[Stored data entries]
'''

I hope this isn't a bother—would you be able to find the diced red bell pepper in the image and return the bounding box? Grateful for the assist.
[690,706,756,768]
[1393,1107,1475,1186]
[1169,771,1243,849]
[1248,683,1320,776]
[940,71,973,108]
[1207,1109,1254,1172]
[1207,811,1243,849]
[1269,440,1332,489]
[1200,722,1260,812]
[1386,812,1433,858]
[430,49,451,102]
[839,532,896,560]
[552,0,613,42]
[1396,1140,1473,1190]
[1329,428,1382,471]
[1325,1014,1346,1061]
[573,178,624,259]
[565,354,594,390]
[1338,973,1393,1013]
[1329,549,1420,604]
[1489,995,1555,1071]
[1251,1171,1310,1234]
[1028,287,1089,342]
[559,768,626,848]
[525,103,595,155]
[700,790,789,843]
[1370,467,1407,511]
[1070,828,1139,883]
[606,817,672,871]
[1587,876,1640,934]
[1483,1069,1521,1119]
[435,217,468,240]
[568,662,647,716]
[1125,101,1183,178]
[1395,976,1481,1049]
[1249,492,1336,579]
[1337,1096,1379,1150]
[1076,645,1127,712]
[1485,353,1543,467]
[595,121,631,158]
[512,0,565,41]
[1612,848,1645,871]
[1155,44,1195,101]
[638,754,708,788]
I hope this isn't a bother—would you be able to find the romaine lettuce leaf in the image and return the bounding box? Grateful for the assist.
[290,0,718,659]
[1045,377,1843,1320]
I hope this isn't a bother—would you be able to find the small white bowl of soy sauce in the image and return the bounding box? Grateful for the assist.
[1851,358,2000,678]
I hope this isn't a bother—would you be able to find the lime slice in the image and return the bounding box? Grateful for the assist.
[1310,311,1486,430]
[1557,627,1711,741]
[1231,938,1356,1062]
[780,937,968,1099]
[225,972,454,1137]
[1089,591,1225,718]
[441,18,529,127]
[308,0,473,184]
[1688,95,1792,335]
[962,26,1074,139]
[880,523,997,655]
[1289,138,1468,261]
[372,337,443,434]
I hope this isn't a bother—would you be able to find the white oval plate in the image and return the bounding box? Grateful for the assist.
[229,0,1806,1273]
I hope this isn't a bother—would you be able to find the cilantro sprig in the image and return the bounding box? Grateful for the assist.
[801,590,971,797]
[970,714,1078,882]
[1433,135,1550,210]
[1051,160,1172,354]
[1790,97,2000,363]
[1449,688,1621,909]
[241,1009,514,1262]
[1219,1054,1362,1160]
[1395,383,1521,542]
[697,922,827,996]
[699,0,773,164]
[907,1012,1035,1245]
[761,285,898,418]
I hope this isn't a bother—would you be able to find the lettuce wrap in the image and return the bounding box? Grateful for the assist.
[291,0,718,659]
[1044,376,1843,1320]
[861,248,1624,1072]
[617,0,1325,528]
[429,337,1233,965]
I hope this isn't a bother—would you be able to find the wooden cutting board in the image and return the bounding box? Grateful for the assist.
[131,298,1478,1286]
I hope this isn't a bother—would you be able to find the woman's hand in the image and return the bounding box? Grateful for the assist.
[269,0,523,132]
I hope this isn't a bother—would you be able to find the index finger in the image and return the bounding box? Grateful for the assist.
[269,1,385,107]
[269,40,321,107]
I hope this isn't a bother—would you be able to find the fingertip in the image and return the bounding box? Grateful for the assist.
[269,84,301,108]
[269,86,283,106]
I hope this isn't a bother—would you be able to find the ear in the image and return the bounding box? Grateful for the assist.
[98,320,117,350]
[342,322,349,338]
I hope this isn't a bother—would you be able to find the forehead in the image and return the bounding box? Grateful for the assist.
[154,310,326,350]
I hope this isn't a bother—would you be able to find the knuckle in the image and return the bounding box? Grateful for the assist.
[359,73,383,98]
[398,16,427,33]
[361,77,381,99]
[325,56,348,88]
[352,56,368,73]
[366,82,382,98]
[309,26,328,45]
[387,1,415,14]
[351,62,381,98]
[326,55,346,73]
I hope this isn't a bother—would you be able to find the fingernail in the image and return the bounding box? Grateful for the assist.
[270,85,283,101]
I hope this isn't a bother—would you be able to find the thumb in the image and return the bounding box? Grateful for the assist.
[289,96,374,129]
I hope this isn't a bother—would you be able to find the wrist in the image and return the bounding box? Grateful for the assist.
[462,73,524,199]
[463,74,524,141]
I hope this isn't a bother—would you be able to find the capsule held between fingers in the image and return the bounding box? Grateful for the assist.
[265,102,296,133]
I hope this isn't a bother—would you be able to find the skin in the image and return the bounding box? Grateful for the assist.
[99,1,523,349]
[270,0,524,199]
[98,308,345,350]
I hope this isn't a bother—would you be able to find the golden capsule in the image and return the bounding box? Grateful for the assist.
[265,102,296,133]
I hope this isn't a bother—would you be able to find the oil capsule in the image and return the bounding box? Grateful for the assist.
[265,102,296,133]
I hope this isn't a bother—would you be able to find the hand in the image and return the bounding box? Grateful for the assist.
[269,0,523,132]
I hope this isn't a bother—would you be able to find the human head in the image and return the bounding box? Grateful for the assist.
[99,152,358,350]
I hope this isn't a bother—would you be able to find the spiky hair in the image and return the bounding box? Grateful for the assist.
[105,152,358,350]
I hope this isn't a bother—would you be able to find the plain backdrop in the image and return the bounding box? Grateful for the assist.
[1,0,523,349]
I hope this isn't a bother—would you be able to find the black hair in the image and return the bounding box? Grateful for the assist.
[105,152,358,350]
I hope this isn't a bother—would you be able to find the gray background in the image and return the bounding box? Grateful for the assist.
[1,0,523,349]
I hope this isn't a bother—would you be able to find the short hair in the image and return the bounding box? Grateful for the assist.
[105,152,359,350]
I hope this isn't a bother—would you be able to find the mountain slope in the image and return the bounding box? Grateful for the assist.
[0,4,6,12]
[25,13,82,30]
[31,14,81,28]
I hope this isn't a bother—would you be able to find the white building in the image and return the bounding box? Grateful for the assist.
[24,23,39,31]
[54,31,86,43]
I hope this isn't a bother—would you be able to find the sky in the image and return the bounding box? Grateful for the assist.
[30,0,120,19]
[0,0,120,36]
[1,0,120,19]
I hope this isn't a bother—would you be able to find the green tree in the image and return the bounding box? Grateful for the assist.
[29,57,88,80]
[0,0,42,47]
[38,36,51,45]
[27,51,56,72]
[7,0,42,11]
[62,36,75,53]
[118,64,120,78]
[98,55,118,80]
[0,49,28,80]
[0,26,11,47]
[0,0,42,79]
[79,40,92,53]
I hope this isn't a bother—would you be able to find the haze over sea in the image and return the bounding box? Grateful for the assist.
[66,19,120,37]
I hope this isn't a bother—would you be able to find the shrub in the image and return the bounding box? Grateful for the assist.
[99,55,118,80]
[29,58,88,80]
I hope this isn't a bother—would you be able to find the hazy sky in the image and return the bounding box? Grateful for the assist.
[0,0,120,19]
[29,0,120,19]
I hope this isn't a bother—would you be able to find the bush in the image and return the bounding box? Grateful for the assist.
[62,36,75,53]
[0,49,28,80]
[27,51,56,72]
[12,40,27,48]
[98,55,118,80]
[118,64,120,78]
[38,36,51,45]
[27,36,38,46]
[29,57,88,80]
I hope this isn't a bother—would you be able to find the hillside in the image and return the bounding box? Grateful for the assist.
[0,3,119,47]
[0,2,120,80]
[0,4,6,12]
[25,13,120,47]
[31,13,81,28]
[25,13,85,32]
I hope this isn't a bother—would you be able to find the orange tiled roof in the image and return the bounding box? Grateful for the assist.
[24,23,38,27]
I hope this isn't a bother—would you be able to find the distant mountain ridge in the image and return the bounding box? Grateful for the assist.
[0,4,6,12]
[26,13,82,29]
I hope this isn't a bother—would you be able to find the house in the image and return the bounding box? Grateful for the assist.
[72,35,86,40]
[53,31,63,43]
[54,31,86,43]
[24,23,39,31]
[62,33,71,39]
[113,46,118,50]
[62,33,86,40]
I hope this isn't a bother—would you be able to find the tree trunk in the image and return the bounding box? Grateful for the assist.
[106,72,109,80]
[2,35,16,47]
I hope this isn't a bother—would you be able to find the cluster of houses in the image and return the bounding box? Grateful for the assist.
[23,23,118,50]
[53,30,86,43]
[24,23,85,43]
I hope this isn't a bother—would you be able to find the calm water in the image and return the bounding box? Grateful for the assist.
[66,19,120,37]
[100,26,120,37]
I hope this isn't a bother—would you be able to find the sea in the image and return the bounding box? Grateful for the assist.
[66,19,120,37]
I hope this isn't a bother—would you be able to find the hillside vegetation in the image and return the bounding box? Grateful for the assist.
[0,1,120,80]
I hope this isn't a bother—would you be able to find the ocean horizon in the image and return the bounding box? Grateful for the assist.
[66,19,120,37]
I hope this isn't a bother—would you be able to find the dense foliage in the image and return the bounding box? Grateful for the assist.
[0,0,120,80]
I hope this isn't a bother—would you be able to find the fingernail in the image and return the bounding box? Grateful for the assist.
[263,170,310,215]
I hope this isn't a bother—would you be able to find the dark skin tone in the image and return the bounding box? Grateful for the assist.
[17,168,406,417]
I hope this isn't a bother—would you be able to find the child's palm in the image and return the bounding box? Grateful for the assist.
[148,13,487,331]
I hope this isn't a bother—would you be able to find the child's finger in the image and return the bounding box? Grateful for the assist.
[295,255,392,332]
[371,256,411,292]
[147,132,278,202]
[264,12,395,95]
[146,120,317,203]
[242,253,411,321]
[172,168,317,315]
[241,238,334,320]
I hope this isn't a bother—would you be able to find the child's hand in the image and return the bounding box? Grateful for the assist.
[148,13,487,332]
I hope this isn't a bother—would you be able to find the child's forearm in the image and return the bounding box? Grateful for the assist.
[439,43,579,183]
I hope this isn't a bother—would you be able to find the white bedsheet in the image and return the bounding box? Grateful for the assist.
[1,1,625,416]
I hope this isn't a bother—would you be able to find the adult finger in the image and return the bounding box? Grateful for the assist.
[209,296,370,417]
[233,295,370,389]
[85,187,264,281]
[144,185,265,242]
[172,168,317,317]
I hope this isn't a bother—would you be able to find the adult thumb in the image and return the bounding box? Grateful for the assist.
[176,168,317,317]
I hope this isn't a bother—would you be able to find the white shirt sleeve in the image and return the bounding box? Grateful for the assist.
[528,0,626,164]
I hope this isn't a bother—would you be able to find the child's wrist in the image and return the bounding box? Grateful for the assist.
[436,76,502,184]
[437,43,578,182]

'''

After locating the line containing "the child's finger", write out that line and all remaining lines of the records exactly, with nothing added.

I hope this isn't a bother—would you be able to find the child's finger in the image and return the bounding box? Grateful for the assist.
[295,255,392,332]
[371,256,411,292]
[147,132,278,202]
[264,12,395,95]
[146,120,317,203]
[242,253,411,321]
[172,168,317,315]
[241,238,334,320]
I hope this isn't a bother—would you be able to find the child's hand in the image and return the bounding box? Grateful for the assist.
[148,13,487,332]
I hope this isn't a bother—would you be able to find the child's forearm in the image and return the bounding box? Grateful for the assist.
[439,43,579,183]
I hope this isn't a bother—would you be able to find the white bedsheet in the image and return the bounding box? Grateful for the assist.
[1,1,625,416]
I hope this isn't a bother—would you be able to find the adult finger in the image and return the bounding box? Grateful for the assist.
[209,296,370,417]
[233,295,370,389]
[85,187,264,281]
[144,185,265,242]
[172,168,317,317]
I hope this isn't a bother—would you be able to find the adult thumb in the image and return the bounding box? Grateful for the assist.
[176,168,317,317]
I hope this isn't a bother—would you be able to find the white shirt sleeve in the image and return the bounding box? Grateful for the assist.
[528,0,626,164]
I hope this isn't a bother—would you be able to find the child's wrist in the image and return the bounding box? Grateful for the assist.
[436,76,502,184]
[437,43,578,182]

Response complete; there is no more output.